**Instructions to follow:** Format everything from the entry containing "Could you please identify the gray" down to the end of the entries as a two-column CSV with the headers instruction and response, one row per entry. Put each entry's text and its answer in its own quoted field, with line breaks replaced by spaces.

**Data provided:**
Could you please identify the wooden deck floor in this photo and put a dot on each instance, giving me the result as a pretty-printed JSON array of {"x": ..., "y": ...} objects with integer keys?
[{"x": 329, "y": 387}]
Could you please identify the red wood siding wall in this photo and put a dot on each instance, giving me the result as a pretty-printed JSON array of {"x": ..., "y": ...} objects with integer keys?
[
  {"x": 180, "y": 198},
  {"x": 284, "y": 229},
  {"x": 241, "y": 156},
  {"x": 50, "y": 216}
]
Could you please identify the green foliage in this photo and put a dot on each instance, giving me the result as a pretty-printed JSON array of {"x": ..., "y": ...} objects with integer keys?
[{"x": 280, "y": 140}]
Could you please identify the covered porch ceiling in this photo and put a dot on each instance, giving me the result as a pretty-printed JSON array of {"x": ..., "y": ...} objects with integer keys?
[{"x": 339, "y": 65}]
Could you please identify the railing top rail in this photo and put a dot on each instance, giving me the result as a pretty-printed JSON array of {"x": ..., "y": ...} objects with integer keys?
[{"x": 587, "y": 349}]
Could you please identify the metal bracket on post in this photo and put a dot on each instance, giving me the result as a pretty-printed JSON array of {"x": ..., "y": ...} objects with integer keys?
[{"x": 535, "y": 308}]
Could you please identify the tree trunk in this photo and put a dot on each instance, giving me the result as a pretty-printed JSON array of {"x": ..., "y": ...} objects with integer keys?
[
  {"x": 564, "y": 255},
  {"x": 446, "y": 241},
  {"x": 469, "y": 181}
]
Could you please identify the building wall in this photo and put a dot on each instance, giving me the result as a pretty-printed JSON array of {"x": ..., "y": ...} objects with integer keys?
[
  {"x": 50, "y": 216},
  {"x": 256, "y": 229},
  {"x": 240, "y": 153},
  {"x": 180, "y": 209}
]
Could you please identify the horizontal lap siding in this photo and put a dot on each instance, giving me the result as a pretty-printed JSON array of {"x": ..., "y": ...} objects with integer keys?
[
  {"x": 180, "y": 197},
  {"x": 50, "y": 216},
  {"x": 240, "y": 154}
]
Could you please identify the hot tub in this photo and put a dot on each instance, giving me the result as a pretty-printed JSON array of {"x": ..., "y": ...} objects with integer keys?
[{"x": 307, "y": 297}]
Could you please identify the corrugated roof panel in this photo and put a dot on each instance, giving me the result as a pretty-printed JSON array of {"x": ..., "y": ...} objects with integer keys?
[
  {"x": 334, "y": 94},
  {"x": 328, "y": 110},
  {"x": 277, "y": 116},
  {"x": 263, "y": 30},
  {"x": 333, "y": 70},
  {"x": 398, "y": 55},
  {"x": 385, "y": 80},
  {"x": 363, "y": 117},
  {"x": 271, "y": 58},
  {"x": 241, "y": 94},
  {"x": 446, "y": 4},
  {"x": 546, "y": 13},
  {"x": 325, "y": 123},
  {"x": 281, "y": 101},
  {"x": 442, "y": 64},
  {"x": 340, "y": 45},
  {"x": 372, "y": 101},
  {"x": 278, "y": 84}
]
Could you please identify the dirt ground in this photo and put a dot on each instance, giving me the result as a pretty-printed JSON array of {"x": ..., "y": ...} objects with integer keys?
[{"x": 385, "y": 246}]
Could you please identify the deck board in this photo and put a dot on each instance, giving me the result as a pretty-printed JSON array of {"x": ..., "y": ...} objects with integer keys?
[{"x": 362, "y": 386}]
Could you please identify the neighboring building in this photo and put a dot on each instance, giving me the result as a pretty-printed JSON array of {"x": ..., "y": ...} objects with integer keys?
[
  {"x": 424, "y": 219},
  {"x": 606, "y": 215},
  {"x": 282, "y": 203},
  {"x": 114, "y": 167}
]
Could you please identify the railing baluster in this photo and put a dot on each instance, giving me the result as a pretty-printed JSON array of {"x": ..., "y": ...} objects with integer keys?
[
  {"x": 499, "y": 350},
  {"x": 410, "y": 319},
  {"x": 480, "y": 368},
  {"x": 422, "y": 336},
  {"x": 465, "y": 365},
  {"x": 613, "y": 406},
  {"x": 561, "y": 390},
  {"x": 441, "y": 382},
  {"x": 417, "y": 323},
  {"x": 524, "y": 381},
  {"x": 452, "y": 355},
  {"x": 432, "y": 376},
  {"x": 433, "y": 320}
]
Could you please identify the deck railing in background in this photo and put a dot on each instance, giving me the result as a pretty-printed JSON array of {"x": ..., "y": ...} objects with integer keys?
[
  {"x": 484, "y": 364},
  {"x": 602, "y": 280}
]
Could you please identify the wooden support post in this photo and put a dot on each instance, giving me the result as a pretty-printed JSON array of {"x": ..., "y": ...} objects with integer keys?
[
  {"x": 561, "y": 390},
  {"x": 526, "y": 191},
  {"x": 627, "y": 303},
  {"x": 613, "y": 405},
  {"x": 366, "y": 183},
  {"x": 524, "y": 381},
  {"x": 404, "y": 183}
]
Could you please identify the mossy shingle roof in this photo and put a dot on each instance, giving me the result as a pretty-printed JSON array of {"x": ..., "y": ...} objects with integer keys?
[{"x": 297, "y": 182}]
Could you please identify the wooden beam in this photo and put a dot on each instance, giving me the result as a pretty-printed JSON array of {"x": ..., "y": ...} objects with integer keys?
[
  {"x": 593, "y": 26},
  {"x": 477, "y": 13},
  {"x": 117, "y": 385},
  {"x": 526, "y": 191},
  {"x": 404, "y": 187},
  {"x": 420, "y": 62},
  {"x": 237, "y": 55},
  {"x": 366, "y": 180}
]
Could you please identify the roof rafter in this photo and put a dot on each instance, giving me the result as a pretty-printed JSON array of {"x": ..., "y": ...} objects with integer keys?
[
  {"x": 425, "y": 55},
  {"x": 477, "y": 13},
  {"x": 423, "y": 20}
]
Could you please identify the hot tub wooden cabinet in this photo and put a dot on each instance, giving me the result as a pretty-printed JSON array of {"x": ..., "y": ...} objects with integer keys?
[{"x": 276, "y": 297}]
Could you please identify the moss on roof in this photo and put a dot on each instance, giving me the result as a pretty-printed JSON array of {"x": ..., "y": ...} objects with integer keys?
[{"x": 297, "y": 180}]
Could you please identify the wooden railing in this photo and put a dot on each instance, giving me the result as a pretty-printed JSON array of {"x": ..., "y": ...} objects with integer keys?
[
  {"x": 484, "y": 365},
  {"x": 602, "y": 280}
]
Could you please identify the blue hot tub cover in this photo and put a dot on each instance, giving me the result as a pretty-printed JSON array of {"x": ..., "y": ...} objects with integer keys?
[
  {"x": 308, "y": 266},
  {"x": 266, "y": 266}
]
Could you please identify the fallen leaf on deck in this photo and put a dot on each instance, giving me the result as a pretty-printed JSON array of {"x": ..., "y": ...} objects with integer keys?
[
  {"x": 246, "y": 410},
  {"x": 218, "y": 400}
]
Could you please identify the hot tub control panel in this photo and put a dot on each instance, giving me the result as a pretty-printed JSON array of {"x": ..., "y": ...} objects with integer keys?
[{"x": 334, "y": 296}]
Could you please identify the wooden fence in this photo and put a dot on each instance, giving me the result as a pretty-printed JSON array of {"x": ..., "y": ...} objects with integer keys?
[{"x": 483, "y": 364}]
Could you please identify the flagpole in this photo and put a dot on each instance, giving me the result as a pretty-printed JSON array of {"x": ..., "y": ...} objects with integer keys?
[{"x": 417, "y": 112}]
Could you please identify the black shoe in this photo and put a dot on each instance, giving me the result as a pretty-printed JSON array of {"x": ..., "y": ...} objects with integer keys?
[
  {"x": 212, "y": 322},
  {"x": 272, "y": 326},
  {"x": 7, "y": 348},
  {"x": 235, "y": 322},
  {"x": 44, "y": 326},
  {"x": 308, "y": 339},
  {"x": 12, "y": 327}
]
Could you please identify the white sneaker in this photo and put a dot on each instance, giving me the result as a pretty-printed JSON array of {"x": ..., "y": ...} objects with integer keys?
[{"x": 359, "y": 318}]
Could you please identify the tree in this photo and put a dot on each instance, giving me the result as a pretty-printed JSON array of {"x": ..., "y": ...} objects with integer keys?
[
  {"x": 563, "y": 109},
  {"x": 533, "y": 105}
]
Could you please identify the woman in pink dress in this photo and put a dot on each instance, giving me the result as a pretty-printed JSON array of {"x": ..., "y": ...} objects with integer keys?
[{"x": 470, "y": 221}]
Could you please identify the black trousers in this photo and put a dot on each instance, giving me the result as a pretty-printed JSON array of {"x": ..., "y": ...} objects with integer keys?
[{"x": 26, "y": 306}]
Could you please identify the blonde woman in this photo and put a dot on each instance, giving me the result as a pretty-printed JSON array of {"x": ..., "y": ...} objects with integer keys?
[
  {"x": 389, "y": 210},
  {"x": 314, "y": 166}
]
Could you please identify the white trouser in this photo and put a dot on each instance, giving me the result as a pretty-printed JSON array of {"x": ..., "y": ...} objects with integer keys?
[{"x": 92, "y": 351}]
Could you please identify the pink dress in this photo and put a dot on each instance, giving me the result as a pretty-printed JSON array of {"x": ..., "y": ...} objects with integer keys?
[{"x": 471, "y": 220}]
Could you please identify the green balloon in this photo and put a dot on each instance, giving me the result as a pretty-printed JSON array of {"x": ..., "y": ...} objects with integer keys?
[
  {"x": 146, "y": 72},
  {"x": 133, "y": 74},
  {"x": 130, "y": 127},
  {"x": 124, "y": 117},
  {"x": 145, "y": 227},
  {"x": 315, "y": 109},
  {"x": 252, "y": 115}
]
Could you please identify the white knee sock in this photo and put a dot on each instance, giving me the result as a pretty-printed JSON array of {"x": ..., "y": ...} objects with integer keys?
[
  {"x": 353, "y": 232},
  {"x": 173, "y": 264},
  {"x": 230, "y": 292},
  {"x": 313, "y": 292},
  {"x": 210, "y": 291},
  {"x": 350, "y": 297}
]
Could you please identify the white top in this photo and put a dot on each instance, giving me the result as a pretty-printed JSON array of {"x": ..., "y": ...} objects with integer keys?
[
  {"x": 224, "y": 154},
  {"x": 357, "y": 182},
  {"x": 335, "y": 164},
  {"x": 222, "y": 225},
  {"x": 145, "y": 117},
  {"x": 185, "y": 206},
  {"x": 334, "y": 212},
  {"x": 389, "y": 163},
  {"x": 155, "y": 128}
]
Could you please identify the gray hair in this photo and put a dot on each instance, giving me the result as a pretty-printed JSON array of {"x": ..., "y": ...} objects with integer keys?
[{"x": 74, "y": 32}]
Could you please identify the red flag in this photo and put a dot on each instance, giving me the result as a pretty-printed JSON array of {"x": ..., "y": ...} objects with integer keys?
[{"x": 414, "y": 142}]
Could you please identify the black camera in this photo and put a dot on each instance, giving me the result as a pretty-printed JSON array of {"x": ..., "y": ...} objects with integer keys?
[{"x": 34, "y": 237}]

**Reply to the task:**
instruction,response
"Could you please identify the gray hair in this photo and put a dot on each instance, giving me the result as a pretty-printed JSON array of {""x"": ..., ""y"": ...} objects with integer keys?","[{""x"": 74, ""y"": 32}]"
"Could you please identify the red flag in this photo and put a dot on each instance, giving me the result as a pretty-printed JSON array of {""x"": ..., ""y"": ...} objects with integer keys?","[{""x"": 414, ""y"": 142}]"
"Could you please identify the black camera in this photo and put a dot on each instance, giving me the result as a pretty-printed JSON array of {""x"": ..., ""y"": ...} objects with integer keys?","[{""x"": 34, ""y"": 237}]"